GIVEN PASSAGE »
==================================================
Effectively treating vascular and pigmented lesions — from common facial telangiectasias to more challenging hemangiomas — relies on identifying the appropriate tools and then honing one’s technique to achieve the best results. However, more often than not, patients want to make the most of their sessions by undergoing concomitant facial resurfacing to improve wrinkles and texture changes related to repeated sun exposure, according to William F. Groff, D.O., who practices alongside aesthetic laser pioneer, Richard Fitzpatrick, M.D., at the La Jolla Cosmetic Surgery Centre, in La Jolla, Calif. In these cases, Dr. Groff tells Cosmetic Surgery Times, a combination of two or more lasers is often the best approach. Here, Dr. Groff offers tips and perspective on wrinkle and vascular and pigmented lesion treatment strategies that result in patients whose post-procedure appearance is ultimately the best form of marketing.
RESULTS DELIVERED The most common facial lesions that patients request treatment for are wrinkles, telangiectasias and solar lentigines according to Dr. Groff, who adds that these are followed in frequency by rosacea, melasma, cherry angiomas and spider angiomas.
“Facial telangiectasias, cherry angiomas and spider angiomas are fairly easy to treat if you have the right tools,” says Dr. Groff. They can all be treated very safely and effectively with pulsed dye lasers (PDLs) in just one or two sessions. “PDL has a long track record and is certainly considered the gold standard, so if the practitioner wants to treat both vascular and pigmented lesions, the PDL is one unit that can be counted on to deliver reliable, predictable and safe results. We have about 20 lasers in our practice and the PDL is probably the safest. The chance of having a problem or complication is extremely rare.”
Dr. Groff’s technique for facial telangiectasias comprises the use of a Candela V-beam Perfecta PDL, using the 10 mm spot size with 7.5 to 10 J/cm2. “I would usually use a 6, 10 or 20 ms pulse duration [depending on the size of the vessels], and it could take anywhere from one to three sessions at the most,” he explains. Larger vessels require treatment with longer pulse durations. David J. Goldberg, M.D., J.D., adds that, “A variety of other lasers and light sources can also be successfully and safely used to treat such vascular lesions. Among the more popular wavelengths besides the 595 PDL are the 532, 940, 980 and 1064 nm wavelengths.” Dr. Goldberg is director of Skin Laser & Surgery Specialists of NY/NJ, and clinical professor of dermatology/director of laser research at the Mount Sinai School of Medicine in NYC.
There is a high demand for facial laser resurfacing in Dr. Groff’s practice and almost every person who comes in for resurfacing has brown spots and telangiectasias. “But no matter what kind of fractional resurfacing device you use, most telangiectasias and some brown spots remain.” To get the best results, Dr. Groff recommends using a combination of lasers. “There’s not one box that does it all and does it all the best,” he says.
For a patient who has facial telangiectasias, solar lentigines and wrinkles, Dr. Groff recommends using the PDL to remove the capillaries, the PDL or Q-switched alexandrite to remove the lentigines, then immediately treating with fractional CO2 resurfacing all in one session. “The results are much better than if you use any of these technologies alone,” he says. “Dr. Fitzpatrick and I have been doing these combination treatments for years, and we’ve never had any complications from combining lasers in one session. Our results are excellent and patients appreciate not having to come back for separate treatments, which would incur more social downtime. There’s a synergistic effect where the results are much better when these treatments are done at the same time, in comparison to doing them separately,” he adds.
==================================================
EXERCISES TO COMPLETE »
#1 In the article on laser treatment of facial lesions, about how many lasers does Dr. Groff say his practice has?
#2 From the article on laser treatment of facial lesions, pull out the passage starting at "Dr. Groff’s technique" and ending at "Medicine in NYC.", copied word for word.

Data records:
==================================================
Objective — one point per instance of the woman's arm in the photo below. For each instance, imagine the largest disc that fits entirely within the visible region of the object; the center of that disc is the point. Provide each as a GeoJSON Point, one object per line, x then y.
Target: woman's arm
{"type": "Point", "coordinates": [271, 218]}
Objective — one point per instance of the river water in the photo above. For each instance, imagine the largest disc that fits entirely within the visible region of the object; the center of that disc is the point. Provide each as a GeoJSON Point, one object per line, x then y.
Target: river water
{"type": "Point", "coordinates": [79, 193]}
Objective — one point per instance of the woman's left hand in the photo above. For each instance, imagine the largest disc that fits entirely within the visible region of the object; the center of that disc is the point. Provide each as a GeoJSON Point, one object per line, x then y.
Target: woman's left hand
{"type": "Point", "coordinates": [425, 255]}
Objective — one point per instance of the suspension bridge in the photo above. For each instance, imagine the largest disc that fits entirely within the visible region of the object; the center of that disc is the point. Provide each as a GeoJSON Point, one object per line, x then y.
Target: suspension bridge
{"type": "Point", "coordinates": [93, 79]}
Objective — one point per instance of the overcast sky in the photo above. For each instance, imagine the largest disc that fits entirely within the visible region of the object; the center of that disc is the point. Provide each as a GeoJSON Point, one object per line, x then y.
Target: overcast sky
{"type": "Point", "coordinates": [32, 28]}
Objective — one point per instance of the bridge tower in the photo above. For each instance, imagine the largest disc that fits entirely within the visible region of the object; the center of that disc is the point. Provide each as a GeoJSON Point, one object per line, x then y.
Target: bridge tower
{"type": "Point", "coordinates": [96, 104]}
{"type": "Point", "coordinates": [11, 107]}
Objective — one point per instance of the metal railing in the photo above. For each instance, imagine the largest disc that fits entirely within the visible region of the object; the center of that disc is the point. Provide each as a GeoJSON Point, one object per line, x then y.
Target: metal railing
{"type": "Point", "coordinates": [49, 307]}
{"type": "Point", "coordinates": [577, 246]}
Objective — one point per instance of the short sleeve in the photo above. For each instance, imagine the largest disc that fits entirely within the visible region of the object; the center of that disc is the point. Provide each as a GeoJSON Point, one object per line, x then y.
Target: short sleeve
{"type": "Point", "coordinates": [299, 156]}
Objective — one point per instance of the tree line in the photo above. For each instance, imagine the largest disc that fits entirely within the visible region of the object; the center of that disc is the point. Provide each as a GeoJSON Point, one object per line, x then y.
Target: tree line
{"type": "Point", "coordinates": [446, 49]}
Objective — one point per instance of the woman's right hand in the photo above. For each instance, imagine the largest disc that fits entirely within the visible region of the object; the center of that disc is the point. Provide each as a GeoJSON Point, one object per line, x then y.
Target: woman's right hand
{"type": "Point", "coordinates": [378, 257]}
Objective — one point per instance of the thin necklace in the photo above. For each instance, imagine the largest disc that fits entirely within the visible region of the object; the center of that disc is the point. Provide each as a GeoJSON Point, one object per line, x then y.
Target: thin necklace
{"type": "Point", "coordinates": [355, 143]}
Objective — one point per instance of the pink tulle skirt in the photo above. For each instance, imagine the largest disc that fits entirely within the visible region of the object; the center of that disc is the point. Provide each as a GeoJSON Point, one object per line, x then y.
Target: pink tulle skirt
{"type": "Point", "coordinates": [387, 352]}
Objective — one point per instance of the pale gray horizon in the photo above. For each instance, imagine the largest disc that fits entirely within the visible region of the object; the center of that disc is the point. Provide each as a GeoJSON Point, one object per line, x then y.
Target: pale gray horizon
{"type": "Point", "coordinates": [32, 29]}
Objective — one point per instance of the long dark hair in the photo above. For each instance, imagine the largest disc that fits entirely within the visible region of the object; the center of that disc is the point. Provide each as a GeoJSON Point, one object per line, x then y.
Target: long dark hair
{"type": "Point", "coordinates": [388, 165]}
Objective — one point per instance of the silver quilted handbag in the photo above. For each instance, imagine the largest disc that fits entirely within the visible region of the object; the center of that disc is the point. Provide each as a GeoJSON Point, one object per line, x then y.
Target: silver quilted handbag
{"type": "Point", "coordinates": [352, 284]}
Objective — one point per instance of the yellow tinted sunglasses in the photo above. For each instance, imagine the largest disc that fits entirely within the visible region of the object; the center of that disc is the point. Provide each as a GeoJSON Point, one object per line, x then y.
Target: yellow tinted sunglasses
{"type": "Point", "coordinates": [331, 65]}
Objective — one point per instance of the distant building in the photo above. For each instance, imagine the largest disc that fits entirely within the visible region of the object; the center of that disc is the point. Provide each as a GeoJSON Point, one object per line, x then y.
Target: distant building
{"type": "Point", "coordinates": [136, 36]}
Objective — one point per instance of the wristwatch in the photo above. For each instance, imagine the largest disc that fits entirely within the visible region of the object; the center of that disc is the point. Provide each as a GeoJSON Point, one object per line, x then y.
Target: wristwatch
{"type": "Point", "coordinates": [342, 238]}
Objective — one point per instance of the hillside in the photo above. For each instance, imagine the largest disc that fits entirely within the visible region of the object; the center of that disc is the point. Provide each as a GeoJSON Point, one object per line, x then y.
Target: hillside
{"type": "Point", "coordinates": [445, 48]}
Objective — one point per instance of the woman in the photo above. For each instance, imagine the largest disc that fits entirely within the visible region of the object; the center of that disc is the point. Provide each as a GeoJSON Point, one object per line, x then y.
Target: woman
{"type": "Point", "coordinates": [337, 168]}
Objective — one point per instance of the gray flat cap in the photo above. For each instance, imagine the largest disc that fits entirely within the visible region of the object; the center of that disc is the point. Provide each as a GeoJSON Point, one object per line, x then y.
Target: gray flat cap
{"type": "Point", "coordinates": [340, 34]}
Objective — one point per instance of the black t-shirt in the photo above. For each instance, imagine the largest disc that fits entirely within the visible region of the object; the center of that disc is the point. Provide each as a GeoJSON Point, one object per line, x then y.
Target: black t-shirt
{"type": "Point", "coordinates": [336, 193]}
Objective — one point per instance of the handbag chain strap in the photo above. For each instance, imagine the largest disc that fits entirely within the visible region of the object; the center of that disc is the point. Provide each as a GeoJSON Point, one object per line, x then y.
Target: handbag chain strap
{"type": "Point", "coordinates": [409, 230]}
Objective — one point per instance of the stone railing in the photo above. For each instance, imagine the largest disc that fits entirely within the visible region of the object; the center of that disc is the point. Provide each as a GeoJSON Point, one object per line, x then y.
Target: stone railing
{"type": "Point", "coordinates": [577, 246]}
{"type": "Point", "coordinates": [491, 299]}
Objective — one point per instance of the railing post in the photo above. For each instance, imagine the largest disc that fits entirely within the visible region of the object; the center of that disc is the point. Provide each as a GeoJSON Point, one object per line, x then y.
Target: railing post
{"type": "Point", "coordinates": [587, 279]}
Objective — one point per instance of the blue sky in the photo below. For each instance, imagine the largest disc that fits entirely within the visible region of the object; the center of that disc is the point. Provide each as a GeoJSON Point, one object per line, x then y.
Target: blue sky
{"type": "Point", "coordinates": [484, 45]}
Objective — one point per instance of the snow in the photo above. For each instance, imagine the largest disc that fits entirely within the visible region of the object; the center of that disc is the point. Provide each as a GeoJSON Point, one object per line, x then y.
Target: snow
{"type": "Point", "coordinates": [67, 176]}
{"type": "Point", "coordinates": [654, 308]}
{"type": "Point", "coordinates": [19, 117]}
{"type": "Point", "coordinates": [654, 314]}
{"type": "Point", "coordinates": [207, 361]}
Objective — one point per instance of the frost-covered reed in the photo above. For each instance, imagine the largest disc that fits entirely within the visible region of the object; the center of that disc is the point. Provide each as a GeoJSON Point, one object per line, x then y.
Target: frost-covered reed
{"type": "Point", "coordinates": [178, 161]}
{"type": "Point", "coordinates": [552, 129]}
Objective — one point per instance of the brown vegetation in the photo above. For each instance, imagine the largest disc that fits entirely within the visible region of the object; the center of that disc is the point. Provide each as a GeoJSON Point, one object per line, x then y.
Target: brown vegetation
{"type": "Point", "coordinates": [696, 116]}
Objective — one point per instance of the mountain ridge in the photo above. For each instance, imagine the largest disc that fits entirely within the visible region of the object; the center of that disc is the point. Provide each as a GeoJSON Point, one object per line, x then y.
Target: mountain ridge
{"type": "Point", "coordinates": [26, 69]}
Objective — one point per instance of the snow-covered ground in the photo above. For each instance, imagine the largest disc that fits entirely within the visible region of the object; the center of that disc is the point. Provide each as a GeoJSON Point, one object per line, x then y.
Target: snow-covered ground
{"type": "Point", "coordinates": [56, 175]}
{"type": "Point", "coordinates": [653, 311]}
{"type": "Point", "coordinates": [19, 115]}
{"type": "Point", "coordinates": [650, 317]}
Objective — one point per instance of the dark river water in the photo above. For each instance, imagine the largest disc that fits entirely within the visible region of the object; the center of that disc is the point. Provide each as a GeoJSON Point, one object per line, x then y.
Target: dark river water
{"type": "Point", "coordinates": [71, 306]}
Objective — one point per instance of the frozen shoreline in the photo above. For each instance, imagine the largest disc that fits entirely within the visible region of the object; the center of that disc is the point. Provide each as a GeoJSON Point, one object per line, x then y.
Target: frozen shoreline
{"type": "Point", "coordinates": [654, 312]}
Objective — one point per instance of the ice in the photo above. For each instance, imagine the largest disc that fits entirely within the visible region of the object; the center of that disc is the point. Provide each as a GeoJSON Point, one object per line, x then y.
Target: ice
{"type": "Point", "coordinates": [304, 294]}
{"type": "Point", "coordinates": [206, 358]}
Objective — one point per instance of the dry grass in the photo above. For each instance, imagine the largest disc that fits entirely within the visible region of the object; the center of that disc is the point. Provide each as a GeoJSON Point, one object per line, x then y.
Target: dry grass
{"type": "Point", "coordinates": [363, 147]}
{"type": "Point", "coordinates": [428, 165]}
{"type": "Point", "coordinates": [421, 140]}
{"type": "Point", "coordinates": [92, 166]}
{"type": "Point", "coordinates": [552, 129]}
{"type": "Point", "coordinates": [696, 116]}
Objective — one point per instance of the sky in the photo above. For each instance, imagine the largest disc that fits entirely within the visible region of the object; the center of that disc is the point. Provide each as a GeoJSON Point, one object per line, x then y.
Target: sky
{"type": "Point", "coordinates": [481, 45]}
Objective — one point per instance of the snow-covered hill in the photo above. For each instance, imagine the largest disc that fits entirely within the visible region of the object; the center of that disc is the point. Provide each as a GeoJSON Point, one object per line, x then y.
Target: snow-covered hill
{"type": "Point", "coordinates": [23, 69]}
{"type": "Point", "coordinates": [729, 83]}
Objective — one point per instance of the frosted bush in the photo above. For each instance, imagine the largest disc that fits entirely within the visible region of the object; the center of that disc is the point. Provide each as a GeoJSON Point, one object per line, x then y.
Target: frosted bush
==================================================
EXPECTED RESULTS »
#1 About 20 lasers.

#2
Dr. Groff’s technique for facial telangiectasias comprises the use of a Candela V-beam Perfecta PDL, using the 10 mm spot size with 7.5 to 10 J/cm2. “I would usually use a 6, 10 or 20 ms pulse duration [depending on the size of the vessels], and it could take anywhere from one to three sessions at the most,” he explains. Larger vessels require treatment with longer pulse durations. David J. Goldberg, M.D., J.D., adds that, “A variety of other lasers and light sources can also be successfully and safely used to treat such vascular lesions. Among the more popular wavelengths besides the 595 PDL are the 532, 940, 980 and 1064 nm wavelengths.” Dr. Goldberg is director of Skin Laser & Surgery Specialists of NY/NJ, and clinical professor of dermatology/director of laser research at the Mount Sinai School of Medicine in NYC.